┌─ Provided information

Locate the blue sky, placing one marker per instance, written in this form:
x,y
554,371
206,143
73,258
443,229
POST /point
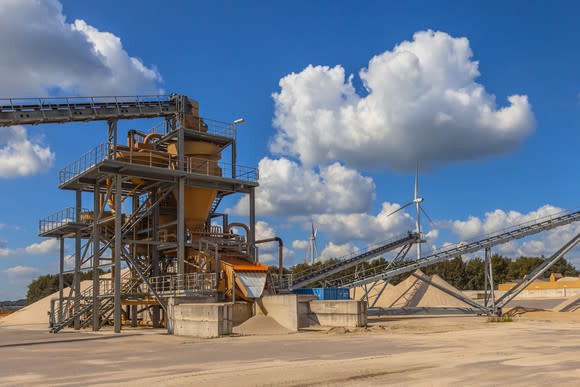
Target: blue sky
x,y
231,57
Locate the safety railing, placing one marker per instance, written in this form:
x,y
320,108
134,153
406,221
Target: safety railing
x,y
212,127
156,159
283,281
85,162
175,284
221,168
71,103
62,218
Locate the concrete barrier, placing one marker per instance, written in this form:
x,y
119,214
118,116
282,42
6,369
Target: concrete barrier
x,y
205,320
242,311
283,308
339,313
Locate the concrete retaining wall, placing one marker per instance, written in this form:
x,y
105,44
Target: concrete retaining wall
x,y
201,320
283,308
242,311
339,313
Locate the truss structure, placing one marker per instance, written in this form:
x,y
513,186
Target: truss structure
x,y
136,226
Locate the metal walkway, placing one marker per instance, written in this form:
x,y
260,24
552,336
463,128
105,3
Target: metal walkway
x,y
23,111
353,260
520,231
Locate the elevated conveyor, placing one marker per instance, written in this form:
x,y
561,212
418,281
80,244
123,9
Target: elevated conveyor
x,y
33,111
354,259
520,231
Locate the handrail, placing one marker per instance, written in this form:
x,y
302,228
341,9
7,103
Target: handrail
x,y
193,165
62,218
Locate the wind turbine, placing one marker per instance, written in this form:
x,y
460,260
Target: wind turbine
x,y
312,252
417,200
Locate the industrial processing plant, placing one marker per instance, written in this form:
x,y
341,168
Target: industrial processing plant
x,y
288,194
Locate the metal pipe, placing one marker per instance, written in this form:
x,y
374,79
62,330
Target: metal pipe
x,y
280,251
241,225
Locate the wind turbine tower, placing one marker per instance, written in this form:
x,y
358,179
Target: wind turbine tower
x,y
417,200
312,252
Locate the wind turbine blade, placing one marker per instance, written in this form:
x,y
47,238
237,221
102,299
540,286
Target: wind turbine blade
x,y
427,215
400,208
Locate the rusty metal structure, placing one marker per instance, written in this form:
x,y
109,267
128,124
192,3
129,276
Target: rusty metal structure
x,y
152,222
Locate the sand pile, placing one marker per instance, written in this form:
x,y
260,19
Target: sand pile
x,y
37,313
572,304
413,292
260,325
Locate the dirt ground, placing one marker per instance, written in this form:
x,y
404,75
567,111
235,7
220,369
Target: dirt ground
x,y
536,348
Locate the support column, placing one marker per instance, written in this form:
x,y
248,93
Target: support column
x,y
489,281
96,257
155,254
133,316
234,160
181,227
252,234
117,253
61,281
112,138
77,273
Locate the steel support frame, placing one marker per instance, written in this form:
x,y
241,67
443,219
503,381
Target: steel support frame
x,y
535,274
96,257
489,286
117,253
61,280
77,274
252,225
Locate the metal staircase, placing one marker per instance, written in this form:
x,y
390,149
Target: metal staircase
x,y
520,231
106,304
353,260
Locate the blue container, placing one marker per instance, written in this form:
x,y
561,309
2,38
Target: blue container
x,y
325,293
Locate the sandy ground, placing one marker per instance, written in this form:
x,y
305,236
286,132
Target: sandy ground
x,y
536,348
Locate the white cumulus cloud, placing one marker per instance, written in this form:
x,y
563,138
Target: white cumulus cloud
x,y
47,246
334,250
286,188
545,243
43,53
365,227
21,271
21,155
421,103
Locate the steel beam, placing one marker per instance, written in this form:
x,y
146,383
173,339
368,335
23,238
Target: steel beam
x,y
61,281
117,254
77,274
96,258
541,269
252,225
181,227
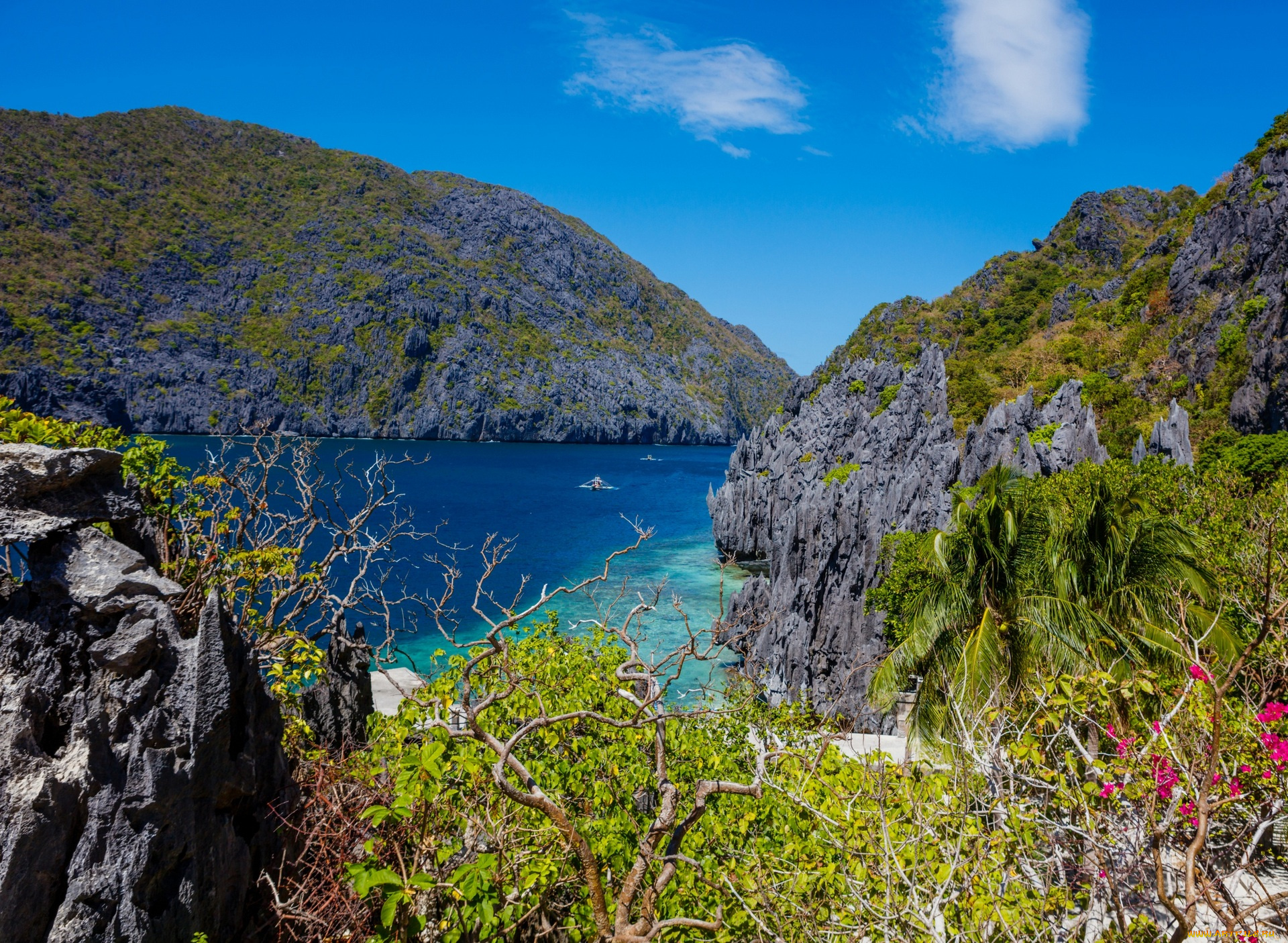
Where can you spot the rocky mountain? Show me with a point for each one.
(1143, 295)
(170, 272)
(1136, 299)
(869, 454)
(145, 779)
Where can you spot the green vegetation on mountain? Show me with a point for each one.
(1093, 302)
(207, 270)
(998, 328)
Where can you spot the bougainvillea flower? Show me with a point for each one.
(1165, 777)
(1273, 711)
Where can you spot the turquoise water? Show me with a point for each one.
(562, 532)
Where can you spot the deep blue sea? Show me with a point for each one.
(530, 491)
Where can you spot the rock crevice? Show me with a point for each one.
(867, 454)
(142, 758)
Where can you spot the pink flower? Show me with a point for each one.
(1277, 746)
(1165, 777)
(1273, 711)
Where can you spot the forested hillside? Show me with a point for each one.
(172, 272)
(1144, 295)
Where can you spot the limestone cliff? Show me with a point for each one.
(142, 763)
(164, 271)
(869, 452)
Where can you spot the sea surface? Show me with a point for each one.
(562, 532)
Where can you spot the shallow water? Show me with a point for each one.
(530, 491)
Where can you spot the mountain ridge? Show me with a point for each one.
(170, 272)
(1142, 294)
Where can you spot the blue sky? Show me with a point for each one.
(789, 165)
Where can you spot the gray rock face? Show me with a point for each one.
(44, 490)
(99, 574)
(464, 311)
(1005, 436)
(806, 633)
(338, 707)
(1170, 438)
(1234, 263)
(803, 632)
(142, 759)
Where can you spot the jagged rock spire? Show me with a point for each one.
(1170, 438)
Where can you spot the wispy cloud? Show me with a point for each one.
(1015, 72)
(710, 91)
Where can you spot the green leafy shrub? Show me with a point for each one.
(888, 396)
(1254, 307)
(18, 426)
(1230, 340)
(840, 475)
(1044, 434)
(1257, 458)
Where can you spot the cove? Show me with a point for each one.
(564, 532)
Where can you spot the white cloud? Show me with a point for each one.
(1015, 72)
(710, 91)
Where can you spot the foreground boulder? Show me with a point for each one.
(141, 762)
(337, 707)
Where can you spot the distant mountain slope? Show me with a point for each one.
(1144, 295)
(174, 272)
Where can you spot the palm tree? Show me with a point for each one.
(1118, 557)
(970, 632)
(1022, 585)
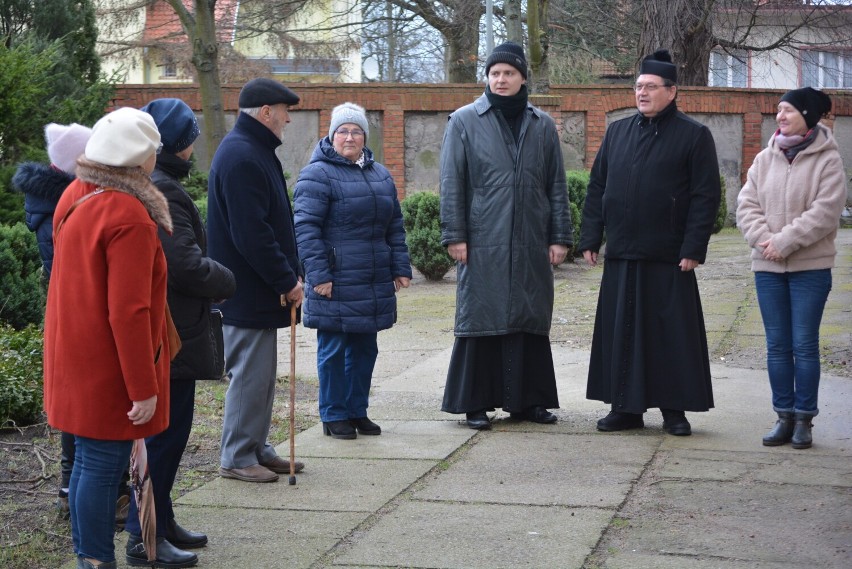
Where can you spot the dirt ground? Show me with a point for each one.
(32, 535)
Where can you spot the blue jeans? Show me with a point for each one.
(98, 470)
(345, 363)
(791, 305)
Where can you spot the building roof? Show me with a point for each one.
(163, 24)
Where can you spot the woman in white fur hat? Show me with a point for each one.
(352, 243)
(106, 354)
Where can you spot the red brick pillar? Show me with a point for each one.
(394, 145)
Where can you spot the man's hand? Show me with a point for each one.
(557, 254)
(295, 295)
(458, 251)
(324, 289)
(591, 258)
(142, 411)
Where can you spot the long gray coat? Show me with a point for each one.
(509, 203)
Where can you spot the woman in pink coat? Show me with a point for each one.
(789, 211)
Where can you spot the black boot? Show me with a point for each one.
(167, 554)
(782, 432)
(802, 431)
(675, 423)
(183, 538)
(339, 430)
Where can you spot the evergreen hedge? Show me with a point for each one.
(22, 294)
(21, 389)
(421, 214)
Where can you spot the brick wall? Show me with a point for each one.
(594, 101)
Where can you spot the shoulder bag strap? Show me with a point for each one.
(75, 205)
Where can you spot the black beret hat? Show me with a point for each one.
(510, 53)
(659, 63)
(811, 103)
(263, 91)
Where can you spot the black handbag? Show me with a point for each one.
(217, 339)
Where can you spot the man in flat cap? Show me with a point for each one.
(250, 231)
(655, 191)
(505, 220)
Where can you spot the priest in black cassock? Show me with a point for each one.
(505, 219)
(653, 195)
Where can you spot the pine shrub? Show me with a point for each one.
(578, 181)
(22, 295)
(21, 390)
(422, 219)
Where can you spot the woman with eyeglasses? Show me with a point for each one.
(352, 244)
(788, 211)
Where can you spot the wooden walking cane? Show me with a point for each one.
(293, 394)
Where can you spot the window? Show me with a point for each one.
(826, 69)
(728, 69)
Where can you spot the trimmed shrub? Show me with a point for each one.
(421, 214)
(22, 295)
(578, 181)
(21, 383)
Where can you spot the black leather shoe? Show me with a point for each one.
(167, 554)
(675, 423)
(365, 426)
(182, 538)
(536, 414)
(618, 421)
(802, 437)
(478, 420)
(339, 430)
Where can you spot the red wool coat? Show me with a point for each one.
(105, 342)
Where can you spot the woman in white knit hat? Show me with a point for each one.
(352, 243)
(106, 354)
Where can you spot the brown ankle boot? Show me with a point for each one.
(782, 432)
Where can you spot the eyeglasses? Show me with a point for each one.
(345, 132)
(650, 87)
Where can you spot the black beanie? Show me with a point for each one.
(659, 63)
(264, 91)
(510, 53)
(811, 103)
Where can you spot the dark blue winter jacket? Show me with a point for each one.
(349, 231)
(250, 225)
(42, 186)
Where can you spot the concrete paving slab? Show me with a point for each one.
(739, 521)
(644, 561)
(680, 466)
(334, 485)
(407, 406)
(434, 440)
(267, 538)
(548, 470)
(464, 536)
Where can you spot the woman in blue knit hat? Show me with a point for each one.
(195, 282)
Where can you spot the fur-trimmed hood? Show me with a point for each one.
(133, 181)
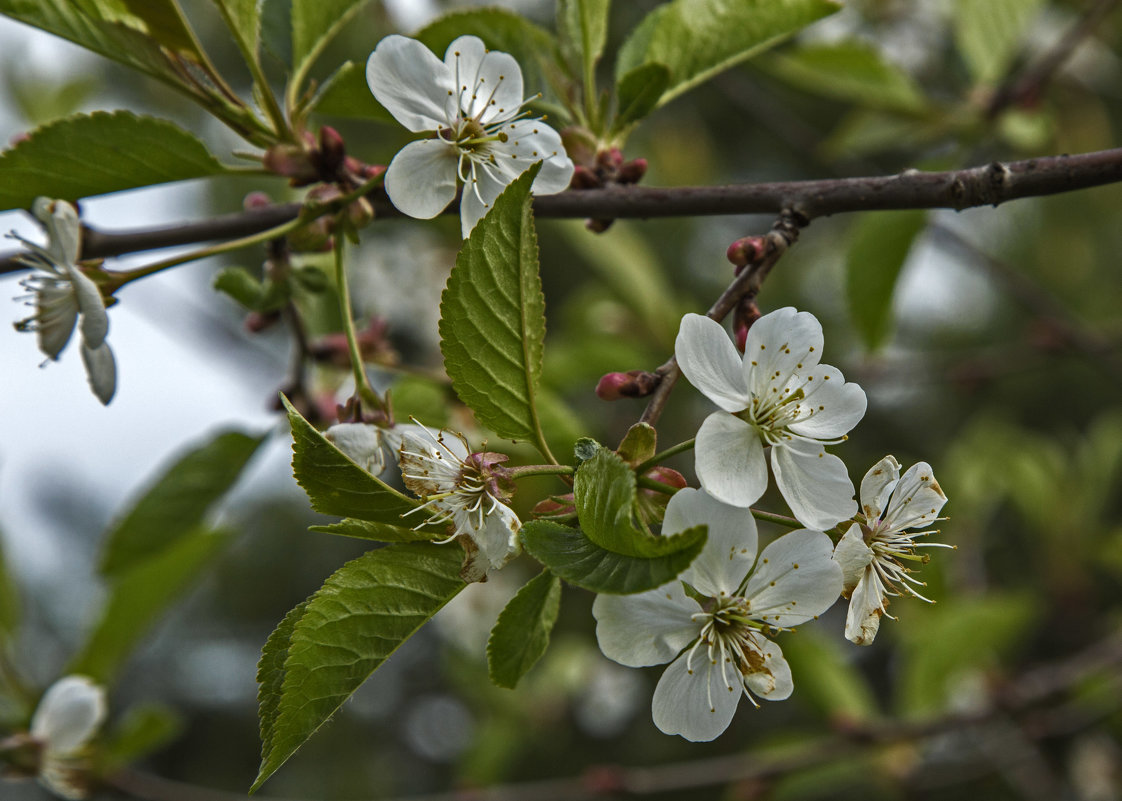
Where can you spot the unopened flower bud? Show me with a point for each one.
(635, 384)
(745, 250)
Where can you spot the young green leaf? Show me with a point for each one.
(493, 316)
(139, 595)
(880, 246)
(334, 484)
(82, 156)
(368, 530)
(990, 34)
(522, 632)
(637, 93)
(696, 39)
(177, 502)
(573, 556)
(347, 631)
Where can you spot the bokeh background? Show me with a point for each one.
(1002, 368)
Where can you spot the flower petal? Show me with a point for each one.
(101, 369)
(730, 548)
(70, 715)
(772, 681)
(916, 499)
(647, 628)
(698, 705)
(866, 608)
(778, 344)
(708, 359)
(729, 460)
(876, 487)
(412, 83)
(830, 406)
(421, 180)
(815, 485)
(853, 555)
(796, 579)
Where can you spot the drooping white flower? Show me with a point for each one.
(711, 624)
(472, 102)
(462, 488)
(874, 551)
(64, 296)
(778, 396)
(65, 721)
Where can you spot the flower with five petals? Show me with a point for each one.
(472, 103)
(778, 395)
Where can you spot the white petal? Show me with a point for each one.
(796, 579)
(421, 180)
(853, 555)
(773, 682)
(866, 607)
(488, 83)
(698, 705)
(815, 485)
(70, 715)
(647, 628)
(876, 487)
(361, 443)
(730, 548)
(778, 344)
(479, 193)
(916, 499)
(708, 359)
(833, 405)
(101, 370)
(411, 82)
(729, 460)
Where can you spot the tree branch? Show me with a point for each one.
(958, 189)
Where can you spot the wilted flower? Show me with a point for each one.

└─

● Work order
Where a line contains "Where can you spot the fur-trimmed", begin there and transcribe every line through the last one of the records above, exactly and with no pictures.

● Answer below
Where can you spot the fur-trimmed hood? Show me with a point for each one.
(133, 181)
Where can you spot the unopened flower bud? Show me with a point for each one.
(635, 384)
(745, 250)
Where can you spot the young green leaf? Show me with a point for each one.
(493, 316)
(139, 595)
(880, 246)
(334, 484)
(82, 156)
(368, 530)
(990, 34)
(522, 632)
(637, 93)
(696, 39)
(177, 502)
(573, 556)
(347, 631)
Where can you spot the bokeh background? Show me with a point for each one.
(1002, 368)
Where can you spot the flower petal? Show me with a point for each one.
(101, 369)
(730, 548)
(70, 715)
(772, 681)
(916, 499)
(647, 628)
(698, 705)
(866, 608)
(778, 344)
(708, 359)
(729, 460)
(876, 487)
(412, 83)
(830, 406)
(421, 180)
(815, 485)
(853, 555)
(796, 579)
Where can you spot the drooping white flower? Show me with a point for each one.
(711, 624)
(472, 102)
(462, 488)
(874, 551)
(64, 296)
(778, 396)
(65, 721)
Where can you spot the flower with five petals? Show me with a point for each one.
(472, 103)
(778, 395)
Where can you spot the white petal? Show me with a point for each one.
(796, 579)
(421, 180)
(853, 555)
(773, 682)
(866, 607)
(488, 83)
(698, 705)
(815, 485)
(70, 715)
(647, 628)
(876, 487)
(361, 443)
(730, 548)
(778, 344)
(479, 193)
(916, 499)
(708, 359)
(833, 405)
(101, 370)
(411, 82)
(729, 460)
Where can you spot the tree branch? Show me with a point for each one.
(958, 189)
Where can you spot the wilted flower? Show me with a point for each one.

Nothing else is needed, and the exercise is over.